TASK DETAILS:
Report each line below that contains the word "provide", copying every such line in full.

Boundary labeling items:
==*==
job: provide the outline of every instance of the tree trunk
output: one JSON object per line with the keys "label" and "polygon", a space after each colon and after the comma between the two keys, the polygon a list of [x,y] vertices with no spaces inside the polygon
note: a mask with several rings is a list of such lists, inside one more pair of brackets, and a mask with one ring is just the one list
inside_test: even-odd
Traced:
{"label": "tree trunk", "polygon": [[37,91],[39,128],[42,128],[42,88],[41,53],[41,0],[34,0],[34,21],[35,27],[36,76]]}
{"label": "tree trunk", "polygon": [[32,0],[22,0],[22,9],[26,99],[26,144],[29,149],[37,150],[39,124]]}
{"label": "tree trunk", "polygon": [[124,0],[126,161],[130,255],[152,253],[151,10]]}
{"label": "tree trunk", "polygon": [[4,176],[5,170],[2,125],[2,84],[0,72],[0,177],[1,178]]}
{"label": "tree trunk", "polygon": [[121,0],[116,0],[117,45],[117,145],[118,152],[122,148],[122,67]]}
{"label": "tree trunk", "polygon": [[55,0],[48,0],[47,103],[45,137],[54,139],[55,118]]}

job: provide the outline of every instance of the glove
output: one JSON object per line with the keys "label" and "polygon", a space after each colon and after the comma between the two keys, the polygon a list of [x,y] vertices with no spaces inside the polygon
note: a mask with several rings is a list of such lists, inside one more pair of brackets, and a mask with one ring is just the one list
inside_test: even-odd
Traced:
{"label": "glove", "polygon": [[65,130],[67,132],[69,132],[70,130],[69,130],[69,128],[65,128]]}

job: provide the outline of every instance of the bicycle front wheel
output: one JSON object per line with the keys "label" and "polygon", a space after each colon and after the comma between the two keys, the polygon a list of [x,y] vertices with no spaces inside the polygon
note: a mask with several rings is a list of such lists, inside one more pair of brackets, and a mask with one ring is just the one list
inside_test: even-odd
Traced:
==*==
FINISHED EXERCISE:
job: provide the outline of every instance of the tree trunk
job: provide the outline of every instance of the glove
job: provide the outline of every instance of the bicycle front wheel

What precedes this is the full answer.